PAGE TEXT –

------------------------------

Lived Fiction

Visiting the Brighton Fringe before heading out on a tour of the UK is Stopgap Dance Company, a group made up of deaf, disabled, neurodivergent and non-disabled creatives who all had a hand in creating this masterful piece.

As we enter the auditorium a voice, we later come to learn this is DAN a previous member of the troupe, explains what is in store for us over the course of the evening.  The voice explains that the performance will be live audio described as well as captioned and that all performances are relaxed with the audience welcome to leave and re-enter the auditorium as needed. As the audience enters, the six dancers map out the stage, performing a motif of lengths and stretches.  This eases the audience into the performance and makes you feel included from the very beginning.

The piece is broken up into several sections, each with their own theme and style. We begin with an introduction to each dancer, their voices echoing out as they self-describe their looks and their costumes. We are then introduced to Lily, they are the live audio describer and sat at a desk for most of the performance. Lily’s words are like poetry, beautifully enhancing the movements taking place before us.

------------------------------

PROBLEMS TO WORK ON –
A. Sum up the review in two sentences.
B. Retype the review, starting with "Lived Fiction" and going on through "this masterful piece.".
C. In the review, what role does Lily have in the performance?

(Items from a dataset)
------------------------------

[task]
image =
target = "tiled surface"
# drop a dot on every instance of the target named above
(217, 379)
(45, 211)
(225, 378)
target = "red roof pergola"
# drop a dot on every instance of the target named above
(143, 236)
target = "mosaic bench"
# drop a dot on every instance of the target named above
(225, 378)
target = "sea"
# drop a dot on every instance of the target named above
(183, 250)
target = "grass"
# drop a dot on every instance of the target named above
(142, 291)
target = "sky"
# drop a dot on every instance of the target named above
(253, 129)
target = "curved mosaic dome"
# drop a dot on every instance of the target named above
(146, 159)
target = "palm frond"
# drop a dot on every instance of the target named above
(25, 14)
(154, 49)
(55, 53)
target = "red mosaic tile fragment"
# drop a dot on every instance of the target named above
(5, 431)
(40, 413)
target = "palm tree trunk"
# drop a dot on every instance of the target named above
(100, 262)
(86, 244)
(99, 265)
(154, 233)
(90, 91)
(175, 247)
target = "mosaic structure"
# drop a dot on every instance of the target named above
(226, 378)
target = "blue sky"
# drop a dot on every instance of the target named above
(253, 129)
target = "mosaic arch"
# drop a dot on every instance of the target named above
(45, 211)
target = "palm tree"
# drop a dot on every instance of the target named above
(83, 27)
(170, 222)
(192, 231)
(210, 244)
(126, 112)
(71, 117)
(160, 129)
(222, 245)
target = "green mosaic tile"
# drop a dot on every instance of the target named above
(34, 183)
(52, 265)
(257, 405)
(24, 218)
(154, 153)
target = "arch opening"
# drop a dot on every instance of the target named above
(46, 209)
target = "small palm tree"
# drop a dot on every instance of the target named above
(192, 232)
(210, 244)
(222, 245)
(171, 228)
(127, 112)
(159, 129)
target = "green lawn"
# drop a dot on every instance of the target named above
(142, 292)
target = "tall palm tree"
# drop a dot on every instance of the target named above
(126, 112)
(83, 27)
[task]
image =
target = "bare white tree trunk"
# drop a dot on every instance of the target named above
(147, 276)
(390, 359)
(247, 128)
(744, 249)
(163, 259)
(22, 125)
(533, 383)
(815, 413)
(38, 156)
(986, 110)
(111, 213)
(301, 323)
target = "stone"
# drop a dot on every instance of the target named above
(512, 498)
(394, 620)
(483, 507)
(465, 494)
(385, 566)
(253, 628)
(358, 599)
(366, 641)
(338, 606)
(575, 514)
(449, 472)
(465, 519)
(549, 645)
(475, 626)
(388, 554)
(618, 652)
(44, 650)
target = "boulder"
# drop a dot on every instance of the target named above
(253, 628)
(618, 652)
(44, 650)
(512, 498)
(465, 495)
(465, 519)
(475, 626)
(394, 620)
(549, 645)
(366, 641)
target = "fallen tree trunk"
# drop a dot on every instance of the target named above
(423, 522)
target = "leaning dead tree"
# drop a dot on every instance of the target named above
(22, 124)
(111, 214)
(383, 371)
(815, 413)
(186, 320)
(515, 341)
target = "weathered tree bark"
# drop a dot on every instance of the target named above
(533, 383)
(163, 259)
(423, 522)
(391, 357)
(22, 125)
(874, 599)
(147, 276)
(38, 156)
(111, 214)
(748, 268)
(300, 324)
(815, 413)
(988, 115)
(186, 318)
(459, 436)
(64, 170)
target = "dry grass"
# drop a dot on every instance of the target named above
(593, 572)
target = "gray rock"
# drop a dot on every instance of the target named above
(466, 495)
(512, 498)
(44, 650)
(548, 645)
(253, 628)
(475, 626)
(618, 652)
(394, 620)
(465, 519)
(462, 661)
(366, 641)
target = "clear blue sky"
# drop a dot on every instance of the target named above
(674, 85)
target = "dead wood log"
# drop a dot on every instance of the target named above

------------------------------

OUTPUTS BY TASK –
A. Stopgap Dance Company, a group of deaf, disabled, neurodivergent and non-disabled creatives, brings this piece to the Brighton Fringe before a UK tour. The relaxed performance is live audio described and captioned, and it is broken into themed sections that begin with the dancers self-describing and introduce Lily as the live audio describer.

B.
Lived Fiction

Visiting the Brighton Fringe before heading out on a tour of the UK is Stopgap Dance Company, a group made up of deaf, disabled, neurodivergent and non-disabled creatives who all had a hand in creating this masterful piece.

C. Lily is the live audio describer and sits at a desk for most of the performance.